[Start of Dataset]

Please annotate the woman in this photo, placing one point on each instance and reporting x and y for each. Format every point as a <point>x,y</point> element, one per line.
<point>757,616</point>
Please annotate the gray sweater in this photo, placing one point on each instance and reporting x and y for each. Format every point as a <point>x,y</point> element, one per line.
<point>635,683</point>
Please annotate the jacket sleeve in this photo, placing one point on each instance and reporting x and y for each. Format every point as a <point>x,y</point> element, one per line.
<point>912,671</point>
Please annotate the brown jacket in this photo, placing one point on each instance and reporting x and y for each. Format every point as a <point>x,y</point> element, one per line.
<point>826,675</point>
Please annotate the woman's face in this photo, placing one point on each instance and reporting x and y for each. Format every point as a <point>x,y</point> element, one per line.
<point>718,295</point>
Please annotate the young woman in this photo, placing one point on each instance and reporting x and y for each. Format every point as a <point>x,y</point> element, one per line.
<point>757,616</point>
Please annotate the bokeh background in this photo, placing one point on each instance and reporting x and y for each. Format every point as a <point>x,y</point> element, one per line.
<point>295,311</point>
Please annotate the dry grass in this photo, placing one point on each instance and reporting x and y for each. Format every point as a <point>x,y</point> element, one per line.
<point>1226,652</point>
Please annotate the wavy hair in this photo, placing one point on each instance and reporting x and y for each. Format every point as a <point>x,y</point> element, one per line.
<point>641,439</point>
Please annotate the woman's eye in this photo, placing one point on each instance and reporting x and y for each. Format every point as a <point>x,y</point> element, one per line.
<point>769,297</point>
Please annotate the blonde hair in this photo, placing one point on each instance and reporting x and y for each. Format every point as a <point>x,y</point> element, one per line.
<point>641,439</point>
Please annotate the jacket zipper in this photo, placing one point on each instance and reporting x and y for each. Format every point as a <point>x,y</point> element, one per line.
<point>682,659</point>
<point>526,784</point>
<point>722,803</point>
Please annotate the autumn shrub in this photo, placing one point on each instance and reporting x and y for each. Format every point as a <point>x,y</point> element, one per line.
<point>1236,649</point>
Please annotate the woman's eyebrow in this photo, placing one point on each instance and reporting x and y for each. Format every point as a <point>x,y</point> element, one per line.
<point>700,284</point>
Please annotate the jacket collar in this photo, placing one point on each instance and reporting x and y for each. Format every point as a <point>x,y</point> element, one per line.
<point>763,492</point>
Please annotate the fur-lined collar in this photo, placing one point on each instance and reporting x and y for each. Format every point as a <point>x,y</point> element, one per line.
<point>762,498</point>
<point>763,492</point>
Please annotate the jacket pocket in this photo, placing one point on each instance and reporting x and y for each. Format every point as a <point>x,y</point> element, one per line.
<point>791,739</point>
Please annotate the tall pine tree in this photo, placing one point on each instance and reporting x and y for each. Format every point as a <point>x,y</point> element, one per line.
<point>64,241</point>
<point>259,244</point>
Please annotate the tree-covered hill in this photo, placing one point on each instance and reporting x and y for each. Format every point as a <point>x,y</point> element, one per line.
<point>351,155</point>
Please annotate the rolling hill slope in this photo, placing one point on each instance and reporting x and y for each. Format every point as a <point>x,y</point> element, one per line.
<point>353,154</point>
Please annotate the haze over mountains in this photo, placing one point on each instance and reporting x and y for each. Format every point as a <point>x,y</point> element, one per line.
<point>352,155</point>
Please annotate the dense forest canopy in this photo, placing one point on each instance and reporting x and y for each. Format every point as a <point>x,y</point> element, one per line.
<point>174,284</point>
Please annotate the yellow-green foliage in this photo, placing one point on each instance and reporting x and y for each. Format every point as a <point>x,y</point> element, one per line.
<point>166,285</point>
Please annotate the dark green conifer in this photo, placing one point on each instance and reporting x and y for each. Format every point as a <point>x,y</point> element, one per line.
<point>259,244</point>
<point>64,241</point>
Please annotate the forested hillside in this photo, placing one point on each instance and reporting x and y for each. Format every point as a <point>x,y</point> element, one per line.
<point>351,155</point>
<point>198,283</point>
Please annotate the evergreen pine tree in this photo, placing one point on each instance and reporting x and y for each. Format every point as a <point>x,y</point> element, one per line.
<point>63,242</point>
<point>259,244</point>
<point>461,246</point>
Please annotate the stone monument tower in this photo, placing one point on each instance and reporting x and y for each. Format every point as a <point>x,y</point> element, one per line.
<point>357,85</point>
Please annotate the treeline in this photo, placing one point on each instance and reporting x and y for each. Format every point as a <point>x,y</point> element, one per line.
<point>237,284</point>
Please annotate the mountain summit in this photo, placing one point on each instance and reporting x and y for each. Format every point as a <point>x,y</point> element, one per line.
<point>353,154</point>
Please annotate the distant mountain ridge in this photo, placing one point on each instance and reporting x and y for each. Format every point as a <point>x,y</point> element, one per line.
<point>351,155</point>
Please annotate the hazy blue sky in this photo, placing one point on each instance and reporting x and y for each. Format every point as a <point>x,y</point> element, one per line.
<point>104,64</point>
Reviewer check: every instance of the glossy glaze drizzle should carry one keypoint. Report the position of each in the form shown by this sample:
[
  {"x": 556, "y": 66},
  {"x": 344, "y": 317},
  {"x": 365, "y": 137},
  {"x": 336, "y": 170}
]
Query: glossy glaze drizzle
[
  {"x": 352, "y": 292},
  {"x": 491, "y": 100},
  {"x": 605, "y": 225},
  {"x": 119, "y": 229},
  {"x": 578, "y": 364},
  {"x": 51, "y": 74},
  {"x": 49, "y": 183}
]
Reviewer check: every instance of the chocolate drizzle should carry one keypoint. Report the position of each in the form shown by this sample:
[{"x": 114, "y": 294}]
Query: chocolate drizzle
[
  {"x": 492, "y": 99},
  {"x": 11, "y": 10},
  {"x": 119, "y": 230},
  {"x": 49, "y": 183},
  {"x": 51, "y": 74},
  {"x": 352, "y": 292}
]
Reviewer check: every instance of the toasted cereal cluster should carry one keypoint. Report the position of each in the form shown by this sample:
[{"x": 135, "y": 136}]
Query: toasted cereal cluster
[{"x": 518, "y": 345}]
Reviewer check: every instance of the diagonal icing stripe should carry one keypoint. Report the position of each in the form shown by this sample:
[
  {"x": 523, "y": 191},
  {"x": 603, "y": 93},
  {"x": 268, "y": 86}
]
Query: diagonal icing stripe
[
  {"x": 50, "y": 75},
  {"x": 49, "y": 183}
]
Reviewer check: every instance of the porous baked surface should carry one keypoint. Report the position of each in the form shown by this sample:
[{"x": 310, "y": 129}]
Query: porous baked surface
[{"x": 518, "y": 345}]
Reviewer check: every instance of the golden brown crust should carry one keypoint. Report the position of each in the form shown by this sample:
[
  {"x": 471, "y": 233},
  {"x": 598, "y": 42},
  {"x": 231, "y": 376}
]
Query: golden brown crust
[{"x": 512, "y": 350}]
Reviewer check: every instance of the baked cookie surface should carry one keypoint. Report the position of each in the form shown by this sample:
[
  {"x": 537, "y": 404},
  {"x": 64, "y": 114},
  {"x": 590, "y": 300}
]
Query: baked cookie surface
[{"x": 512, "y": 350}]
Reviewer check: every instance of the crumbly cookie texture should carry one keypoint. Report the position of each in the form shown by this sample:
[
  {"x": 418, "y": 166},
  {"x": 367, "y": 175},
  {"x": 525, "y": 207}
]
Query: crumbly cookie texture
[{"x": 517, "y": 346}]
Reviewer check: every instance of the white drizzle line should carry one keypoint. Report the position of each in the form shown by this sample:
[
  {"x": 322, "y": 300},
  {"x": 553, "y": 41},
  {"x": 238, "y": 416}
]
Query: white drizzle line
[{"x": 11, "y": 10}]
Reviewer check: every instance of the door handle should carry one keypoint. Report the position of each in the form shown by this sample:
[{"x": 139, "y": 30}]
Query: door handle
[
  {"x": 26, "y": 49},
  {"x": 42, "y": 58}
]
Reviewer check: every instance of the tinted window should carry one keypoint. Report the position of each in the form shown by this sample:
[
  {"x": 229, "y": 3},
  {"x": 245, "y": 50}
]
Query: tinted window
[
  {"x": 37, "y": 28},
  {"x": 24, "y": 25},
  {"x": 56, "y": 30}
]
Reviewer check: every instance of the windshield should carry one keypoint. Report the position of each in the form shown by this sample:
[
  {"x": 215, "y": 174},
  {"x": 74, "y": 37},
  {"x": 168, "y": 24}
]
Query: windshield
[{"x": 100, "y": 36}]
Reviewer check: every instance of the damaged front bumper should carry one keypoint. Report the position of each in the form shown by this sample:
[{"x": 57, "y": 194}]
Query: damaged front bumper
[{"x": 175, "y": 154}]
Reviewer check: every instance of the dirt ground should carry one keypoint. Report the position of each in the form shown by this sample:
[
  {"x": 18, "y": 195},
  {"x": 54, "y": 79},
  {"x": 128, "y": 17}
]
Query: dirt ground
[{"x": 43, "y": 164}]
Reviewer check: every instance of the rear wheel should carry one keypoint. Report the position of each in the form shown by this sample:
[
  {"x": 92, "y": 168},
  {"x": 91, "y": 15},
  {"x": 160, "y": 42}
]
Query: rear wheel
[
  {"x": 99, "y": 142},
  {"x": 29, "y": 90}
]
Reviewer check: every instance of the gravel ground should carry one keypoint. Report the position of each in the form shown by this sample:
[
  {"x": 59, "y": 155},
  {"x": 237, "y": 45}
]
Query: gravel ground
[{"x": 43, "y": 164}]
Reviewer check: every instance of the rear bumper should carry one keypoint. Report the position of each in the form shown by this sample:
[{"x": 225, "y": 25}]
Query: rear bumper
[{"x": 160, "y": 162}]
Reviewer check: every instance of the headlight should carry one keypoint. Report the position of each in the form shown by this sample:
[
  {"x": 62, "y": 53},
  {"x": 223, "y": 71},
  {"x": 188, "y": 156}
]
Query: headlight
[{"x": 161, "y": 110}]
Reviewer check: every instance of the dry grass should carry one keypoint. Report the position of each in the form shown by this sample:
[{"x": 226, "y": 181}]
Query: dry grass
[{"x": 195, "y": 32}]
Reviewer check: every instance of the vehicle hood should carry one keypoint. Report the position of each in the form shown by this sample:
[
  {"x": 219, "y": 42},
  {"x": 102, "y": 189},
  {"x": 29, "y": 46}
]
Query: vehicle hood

[End of Dataset]

*Work to be completed*
Copy the stretch of data from the line containing "Please annotate the dark" through the line containing "<point>104,64</point>", requests included. Offset every coordinate in the answers by adding 11 to it.

*Written reply*
Please annotate the dark green conifer in this photo, placing one point on each instance and reporting x and y for each. Format every point as a <point>x,y</point> element, one per line.
<point>270,255</point>
<point>75,252</point>
Please annotate the forested hillside in this photo, placing one point on each instance and reporting x and y for each. Format every point as a <point>x,y</point> element, one per line.
<point>362,166</point>
<point>209,294</point>
Please annotate the evergreen pine tree in this photo, placing one point on each instance and reporting x and y for each. Format every point as a <point>x,y</point> element, one per line.
<point>74,253</point>
<point>270,255</point>
<point>472,257</point>
Please annotate the stone monument tower in this photo, placing one point on each instance and reporting x and y for each. Format every point as a <point>x,y</point> element, one per line.
<point>368,96</point>
Please annotate the treeline in this photo, placing one point on each instance and reporting x and y for each. Format every point as a <point>x,y</point> element, one per line.
<point>248,295</point>
Please annotate the mountain summit in this photo, placing one point on each instance and reporting x and y for each. Format every point as a <point>x,y</point> element, one per line.
<point>364,165</point>
Please annotate the distant mountain ridge in this photo, placing one point on each instance and reporting x and y for each. Format every point as a <point>x,y</point> element, one per line.
<point>362,166</point>
Please annotate the hazy blue sky in this photo, placing one point on each instance and reporting x and y for each. Format every point as a <point>x,y</point> element, one per line.
<point>115,75</point>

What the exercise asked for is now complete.